- **Data provided**
_ _ _ _ _ _ _

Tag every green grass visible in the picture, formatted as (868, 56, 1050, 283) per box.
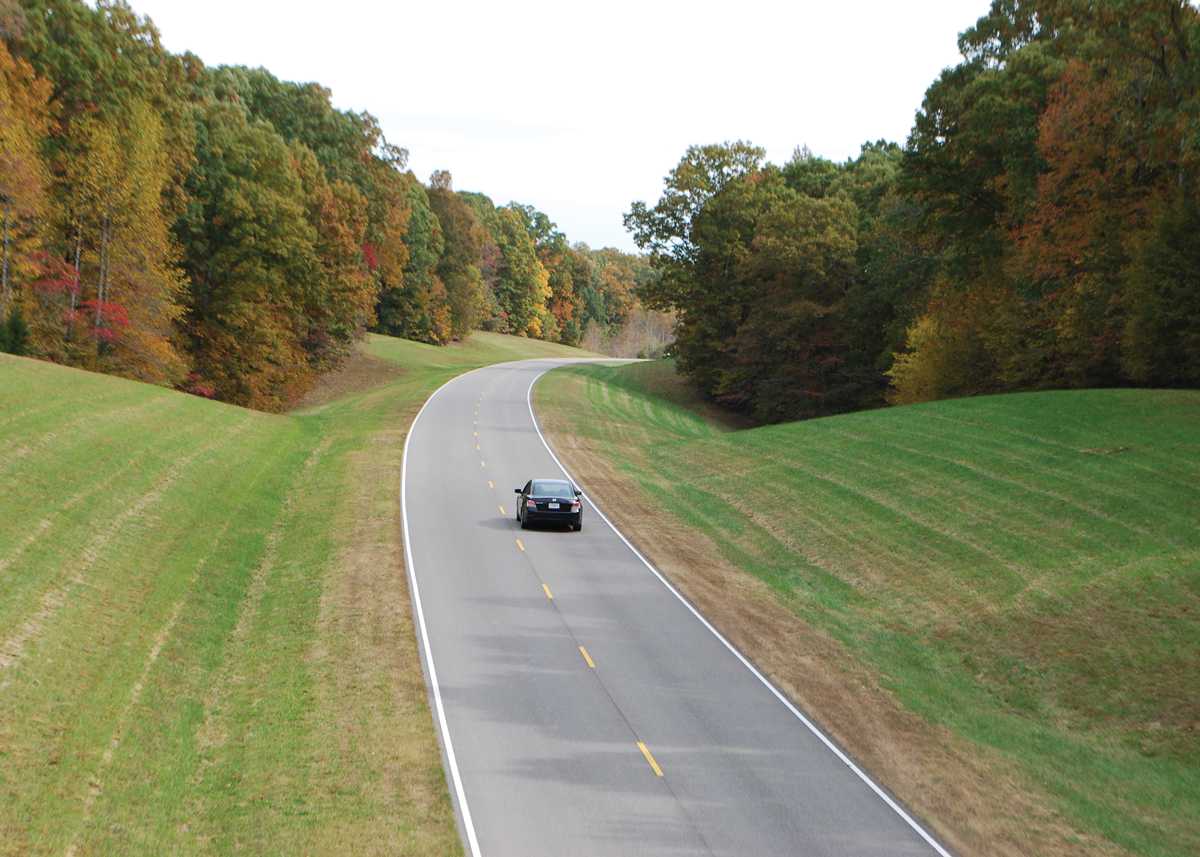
(535, 360, 1200, 857)
(0, 331, 595, 857)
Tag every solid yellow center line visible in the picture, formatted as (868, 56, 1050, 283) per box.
(515, 538, 525, 552)
(498, 505, 506, 516)
(637, 741, 664, 777)
(488, 480, 494, 489)
(542, 583, 553, 600)
(578, 646, 595, 669)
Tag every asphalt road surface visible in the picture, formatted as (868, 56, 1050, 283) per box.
(402, 359, 950, 857)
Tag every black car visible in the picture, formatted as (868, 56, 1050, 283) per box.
(515, 478, 583, 531)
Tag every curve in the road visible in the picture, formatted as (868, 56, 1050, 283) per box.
(401, 358, 953, 857)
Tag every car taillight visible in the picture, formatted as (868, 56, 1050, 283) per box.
(526, 499, 538, 509)
(570, 501, 581, 511)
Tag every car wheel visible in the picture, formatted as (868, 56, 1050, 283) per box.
(520, 515, 528, 530)
(574, 521, 582, 532)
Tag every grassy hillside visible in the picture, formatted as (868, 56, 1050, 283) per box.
(534, 361, 1200, 857)
(0, 331, 596, 857)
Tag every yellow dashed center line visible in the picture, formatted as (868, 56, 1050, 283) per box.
(498, 505, 506, 516)
(637, 742, 664, 777)
(542, 583, 553, 601)
(476, 443, 480, 450)
(578, 646, 595, 669)
(488, 480, 494, 489)
(474, 431, 478, 437)
(515, 538, 525, 552)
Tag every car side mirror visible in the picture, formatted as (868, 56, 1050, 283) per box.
(574, 489, 582, 497)
(514, 488, 522, 494)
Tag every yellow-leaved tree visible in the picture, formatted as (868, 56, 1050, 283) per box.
(58, 101, 188, 384)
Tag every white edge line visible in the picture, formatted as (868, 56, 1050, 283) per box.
(402, 367, 487, 857)
(525, 367, 955, 857)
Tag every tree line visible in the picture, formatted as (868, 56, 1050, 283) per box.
(0, 0, 649, 410)
(628, 0, 1200, 423)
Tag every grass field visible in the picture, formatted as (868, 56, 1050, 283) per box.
(0, 331, 595, 857)
(534, 360, 1200, 857)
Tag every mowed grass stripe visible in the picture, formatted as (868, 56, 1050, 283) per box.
(872, 423, 1164, 549)
(0, 357, 162, 439)
(1, 416, 302, 854)
(0, 408, 262, 675)
(919, 395, 1200, 490)
(738, 437, 1096, 600)
(745, 423, 1185, 589)
(884, 415, 1196, 539)
(91, 435, 324, 855)
(534, 362, 1200, 857)
(0, 397, 248, 627)
(0, 391, 174, 476)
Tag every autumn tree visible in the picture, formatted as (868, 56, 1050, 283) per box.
(508, 202, 583, 343)
(427, 171, 488, 339)
(4, 0, 662, 404)
(492, 206, 550, 337)
(0, 39, 49, 329)
(12, 0, 195, 216)
(375, 176, 450, 343)
(894, 0, 1200, 402)
(177, 102, 321, 409)
(292, 144, 374, 367)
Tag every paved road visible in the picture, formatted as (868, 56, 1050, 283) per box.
(402, 359, 949, 857)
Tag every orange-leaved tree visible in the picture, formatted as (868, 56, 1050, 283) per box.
(0, 39, 50, 339)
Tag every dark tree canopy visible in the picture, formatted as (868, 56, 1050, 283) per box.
(629, 1, 1200, 421)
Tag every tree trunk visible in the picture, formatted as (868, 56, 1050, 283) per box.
(95, 215, 110, 328)
(71, 227, 82, 313)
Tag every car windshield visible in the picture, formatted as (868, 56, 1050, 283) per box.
(531, 480, 574, 499)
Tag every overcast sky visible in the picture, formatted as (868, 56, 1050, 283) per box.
(134, 0, 989, 251)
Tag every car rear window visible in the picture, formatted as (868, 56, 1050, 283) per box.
(532, 480, 574, 498)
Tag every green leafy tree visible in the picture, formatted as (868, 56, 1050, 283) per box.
(1121, 194, 1200, 387)
(177, 102, 320, 409)
(492, 206, 549, 337)
(626, 141, 766, 395)
(0, 302, 29, 354)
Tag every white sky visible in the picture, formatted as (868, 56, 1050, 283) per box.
(134, 0, 988, 251)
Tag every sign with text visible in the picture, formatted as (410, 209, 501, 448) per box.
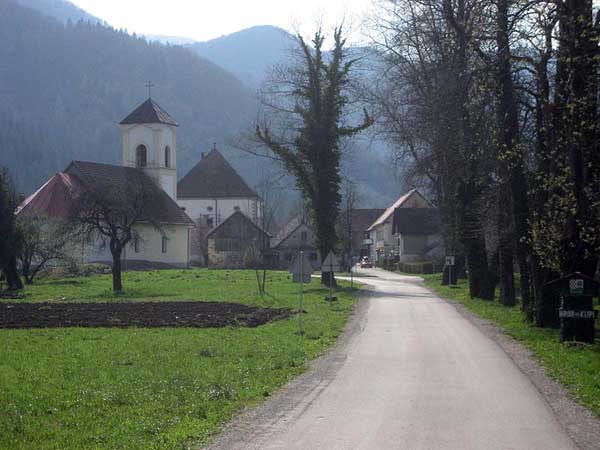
(559, 310, 595, 319)
(569, 279, 585, 296)
(289, 253, 313, 283)
(445, 256, 455, 266)
(322, 251, 341, 272)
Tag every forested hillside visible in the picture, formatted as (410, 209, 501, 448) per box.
(15, 0, 101, 24)
(0, 0, 399, 207)
(0, 0, 257, 195)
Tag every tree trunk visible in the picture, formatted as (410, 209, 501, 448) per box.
(321, 270, 337, 287)
(557, 0, 599, 277)
(497, 185, 516, 306)
(457, 181, 495, 300)
(4, 256, 23, 291)
(111, 249, 123, 293)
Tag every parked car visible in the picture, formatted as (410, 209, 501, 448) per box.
(360, 257, 373, 268)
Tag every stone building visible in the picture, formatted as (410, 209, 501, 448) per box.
(206, 211, 270, 268)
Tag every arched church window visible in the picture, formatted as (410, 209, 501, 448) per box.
(164, 146, 171, 168)
(136, 145, 147, 168)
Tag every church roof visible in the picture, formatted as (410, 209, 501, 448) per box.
(16, 172, 81, 217)
(65, 161, 193, 225)
(177, 149, 258, 199)
(119, 98, 179, 127)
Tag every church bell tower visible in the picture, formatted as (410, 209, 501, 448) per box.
(119, 94, 178, 200)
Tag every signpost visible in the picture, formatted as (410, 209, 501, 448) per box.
(323, 251, 341, 303)
(445, 255, 456, 286)
(289, 251, 313, 335)
(545, 272, 599, 343)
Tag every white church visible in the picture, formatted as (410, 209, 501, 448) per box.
(17, 97, 262, 268)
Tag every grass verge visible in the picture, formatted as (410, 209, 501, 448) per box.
(421, 273, 600, 418)
(0, 269, 360, 449)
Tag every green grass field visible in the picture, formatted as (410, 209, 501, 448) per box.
(421, 274, 600, 417)
(0, 269, 360, 450)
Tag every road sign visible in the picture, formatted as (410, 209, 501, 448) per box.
(323, 251, 341, 272)
(445, 256, 455, 266)
(289, 252, 313, 283)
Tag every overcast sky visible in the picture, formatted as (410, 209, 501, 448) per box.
(69, 0, 375, 43)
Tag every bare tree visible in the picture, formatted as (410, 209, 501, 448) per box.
(17, 215, 72, 284)
(68, 170, 162, 292)
(336, 179, 360, 272)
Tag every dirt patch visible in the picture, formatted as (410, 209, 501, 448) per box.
(0, 302, 291, 329)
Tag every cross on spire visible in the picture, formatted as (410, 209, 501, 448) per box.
(145, 81, 155, 99)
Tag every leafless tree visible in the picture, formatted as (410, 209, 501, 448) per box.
(17, 214, 72, 284)
(67, 170, 162, 292)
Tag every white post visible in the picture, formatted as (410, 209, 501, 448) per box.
(299, 251, 304, 335)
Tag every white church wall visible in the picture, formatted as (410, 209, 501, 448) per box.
(84, 224, 190, 268)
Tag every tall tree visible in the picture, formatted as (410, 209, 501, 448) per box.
(255, 27, 372, 284)
(0, 167, 23, 290)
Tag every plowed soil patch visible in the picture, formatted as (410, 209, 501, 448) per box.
(0, 301, 291, 329)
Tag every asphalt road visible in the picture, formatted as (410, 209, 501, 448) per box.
(206, 269, 578, 450)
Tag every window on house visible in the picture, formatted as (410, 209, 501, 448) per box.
(309, 252, 317, 261)
(133, 236, 140, 253)
(215, 238, 241, 252)
(164, 146, 171, 168)
(234, 206, 241, 212)
(161, 235, 168, 253)
(207, 217, 214, 228)
(300, 231, 308, 242)
(286, 253, 293, 261)
(136, 145, 147, 168)
(207, 206, 213, 212)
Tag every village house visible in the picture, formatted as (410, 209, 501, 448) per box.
(206, 211, 271, 268)
(16, 97, 195, 267)
(270, 215, 321, 270)
(366, 189, 441, 263)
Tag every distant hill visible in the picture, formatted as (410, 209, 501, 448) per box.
(188, 26, 295, 88)
(0, 0, 257, 195)
(15, 0, 102, 24)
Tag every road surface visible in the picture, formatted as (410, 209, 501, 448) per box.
(206, 269, 578, 450)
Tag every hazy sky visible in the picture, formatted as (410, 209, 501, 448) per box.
(69, 0, 374, 43)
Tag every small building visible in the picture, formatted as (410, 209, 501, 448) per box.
(270, 215, 321, 270)
(366, 189, 435, 263)
(206, 211, 271, 268)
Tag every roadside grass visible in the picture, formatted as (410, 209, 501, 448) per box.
(0, 269, 360, 450)
(421, 273, 600, 417)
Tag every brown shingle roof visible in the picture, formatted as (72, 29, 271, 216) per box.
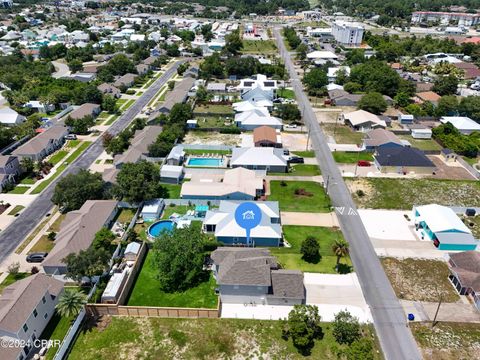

_ _ _ _ _ _ _

Starting at the line that contains "Tag every hazy", restate each line verbatim through the final line of the listing, skipping all pictures.

- **Result of the exercise**
Tag every hazy sky visible in the picture, formatted as (410, 209, 501, 448) per box.
(69, 0, 374, 43)
Tag every small building visible in the picture, formatted as (410, 209, 501, 448) per box.
(270, 215, 321, 270)
(366, 189, 435, 263)
(206, 211, 271, 268)
Tag every roadside grass visible in the picture, formatted as (410, 209, 501, 448) per box.
(0, 269, 360, 450)
(421, 273, 600, 417)
Tag every brown shingle roof visible in the picture, formatted as (72, 29, 271, 216) per box.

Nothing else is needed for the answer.